**TEXT PASSAGE**
>>>>>

Greater competition between hospitals, introducing user fees and putting hospital specialists on salary are some of the ways that Japan, Taiwan and Korea have been able to control health-care spending while still offering top-quality services. Further, those countries have a lower infant mortality rate than Canada, better pharmaceutical coverage and the latest technologies for hospitals.

The findings are reported in “An Asian Flavour For Medicare: Learning from experiments in Japan, Korea and Taiwan” by Ryerson University’s James Tiessen and Peng. The report was commissioned by the Macdonald Laurier Institute, a non-partisan, independent national public policy think tank in Ottawa.

Reform is necessary in Canada as medical services are accounting for larger portions of the country’s provincial budgets, reducing resources in other important areas such as education and infrastructure. At the same time, an aging population threatens to further drive up costs in the years to come.

While Canada is different from Japan, Korea and Taiwan, the authors note that these countries have faced similar challenges to Canada in financing and delivering health care and long-term care to populations that are aging at a very rapid rate.

<<<<<

**WORK ORDER**
Reproduce the passage on Asian health-care models verbatim.

**AVAILABLE DATA**

>>>>>

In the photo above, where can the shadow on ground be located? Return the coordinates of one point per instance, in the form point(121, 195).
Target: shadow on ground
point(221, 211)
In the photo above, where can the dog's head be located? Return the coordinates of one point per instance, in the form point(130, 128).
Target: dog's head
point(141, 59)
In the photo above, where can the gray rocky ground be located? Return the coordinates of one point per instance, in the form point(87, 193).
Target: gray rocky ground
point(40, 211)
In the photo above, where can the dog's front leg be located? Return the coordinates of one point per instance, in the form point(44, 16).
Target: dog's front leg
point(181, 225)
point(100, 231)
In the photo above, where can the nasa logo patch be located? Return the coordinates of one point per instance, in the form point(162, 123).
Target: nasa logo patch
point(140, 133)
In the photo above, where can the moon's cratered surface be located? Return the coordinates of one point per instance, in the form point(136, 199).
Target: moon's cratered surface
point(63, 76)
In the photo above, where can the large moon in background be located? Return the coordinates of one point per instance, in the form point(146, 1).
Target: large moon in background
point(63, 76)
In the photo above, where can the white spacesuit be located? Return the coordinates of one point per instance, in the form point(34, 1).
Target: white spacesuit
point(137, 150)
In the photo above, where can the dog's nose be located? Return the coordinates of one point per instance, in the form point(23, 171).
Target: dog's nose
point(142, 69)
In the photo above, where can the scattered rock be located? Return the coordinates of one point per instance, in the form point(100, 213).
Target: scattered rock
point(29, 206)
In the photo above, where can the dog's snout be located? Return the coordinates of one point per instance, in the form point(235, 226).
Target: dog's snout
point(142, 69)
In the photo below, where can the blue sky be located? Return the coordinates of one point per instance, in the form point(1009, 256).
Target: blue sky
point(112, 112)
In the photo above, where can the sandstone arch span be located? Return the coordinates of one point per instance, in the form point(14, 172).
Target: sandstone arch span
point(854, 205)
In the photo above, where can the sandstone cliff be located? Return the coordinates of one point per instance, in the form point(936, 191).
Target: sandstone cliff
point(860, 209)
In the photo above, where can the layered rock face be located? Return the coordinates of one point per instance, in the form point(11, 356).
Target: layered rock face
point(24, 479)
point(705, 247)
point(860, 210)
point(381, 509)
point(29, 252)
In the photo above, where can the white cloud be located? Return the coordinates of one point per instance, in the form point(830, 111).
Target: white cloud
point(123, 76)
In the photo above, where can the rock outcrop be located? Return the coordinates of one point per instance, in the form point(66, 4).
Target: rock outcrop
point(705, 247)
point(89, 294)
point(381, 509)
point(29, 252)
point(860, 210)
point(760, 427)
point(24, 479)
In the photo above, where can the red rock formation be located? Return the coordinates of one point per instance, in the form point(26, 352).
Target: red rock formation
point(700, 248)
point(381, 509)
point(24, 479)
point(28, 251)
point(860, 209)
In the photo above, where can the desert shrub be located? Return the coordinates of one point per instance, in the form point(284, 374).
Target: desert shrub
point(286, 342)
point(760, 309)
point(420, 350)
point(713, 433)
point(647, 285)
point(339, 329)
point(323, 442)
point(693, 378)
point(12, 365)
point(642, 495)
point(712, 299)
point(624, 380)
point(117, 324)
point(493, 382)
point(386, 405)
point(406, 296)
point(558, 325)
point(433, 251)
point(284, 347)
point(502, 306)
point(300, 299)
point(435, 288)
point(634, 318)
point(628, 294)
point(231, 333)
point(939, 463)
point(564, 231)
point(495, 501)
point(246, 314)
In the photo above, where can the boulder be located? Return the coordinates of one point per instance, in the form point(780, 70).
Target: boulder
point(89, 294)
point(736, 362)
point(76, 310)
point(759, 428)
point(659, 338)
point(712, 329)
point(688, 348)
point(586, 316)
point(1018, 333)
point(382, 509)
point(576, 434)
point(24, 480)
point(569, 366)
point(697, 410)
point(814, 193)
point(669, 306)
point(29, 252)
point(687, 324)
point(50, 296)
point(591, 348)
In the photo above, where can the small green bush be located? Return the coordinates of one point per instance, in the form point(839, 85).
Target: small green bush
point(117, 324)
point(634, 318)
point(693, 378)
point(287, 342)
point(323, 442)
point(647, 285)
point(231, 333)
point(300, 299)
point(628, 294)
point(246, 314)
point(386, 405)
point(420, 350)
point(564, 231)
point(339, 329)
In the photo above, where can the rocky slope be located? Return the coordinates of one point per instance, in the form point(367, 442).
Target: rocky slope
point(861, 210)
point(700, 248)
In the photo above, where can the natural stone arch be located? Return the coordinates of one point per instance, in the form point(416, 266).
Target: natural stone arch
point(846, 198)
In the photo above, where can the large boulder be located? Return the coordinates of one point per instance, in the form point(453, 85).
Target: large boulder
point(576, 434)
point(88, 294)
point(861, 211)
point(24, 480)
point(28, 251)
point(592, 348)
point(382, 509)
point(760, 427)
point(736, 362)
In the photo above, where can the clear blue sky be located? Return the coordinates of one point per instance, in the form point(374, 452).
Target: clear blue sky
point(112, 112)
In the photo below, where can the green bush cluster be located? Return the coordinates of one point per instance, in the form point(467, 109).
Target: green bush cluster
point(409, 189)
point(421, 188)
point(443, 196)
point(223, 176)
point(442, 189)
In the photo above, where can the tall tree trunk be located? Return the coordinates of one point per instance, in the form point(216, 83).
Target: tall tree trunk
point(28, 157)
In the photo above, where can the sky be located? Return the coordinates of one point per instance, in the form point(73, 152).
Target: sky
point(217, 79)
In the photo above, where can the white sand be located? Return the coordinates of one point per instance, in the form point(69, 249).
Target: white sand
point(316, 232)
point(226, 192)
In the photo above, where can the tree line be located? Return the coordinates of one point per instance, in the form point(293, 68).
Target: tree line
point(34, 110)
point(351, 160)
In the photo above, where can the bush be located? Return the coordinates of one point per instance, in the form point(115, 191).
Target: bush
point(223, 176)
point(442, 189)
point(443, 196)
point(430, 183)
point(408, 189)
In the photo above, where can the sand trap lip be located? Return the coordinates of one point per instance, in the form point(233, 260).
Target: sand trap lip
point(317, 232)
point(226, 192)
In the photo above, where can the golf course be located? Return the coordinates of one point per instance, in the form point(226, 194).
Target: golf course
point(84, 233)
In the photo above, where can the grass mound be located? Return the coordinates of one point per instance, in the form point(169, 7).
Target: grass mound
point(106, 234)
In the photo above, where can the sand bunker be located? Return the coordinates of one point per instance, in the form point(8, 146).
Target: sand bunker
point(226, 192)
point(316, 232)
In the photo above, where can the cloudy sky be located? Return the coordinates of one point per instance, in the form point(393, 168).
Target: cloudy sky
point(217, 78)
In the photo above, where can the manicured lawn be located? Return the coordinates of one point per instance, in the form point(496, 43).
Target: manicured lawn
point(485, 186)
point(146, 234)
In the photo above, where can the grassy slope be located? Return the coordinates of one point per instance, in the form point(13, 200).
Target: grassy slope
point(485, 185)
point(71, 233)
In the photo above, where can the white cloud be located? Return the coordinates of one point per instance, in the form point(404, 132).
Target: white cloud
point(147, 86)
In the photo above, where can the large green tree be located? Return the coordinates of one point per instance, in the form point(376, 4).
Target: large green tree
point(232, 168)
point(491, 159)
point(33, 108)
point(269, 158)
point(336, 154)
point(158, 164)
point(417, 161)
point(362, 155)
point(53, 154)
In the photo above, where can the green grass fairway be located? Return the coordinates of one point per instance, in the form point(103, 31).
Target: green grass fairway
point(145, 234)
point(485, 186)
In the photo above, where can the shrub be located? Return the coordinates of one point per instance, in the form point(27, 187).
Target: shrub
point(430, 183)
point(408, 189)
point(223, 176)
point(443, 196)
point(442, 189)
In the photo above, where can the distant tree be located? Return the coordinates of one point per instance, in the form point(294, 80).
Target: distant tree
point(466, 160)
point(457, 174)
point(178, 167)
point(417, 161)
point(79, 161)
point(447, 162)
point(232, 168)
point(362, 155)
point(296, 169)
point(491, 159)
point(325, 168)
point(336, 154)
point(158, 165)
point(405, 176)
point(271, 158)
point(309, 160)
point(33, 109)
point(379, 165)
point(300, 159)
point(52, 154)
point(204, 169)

<<<<<

**REPLY TO THE EXERCISE**
Greater competition between hospitals, introducing user fees and putting hospital specialists on salary are some of the ways that Japan, Taiwan and Korea have been able to control health-care spending while still offering top-quality services. Further, those countries have a lower infant mortality rate than Canada, better pharmaceutical coverage and the latest technologies for hospitals.

The findings are reported in “An Asian Flavour For Medicare: Learning from experiments in Japan, Korea and Taiwan” by Ryerson University’s James Tiessen and Peng. The report was commissioned by the Macdonald Laurier Institute, a non-partisan, independent national public policy think tank in Ottawa.

Reform is necessary in Canada as medical services are accounting for larger portions of the country’s provincial budgets, reducing resources in other important areas such as education and infrastructure. At the same time, an aging population threatens to further drive up costs in the years to come.

While Canada is different from Japan, Korea and Taiwan, the authors note that these countries have faced similar challenges to Canada in financing and delivering health care and long-term care to populations that are aging at a very rapid rate.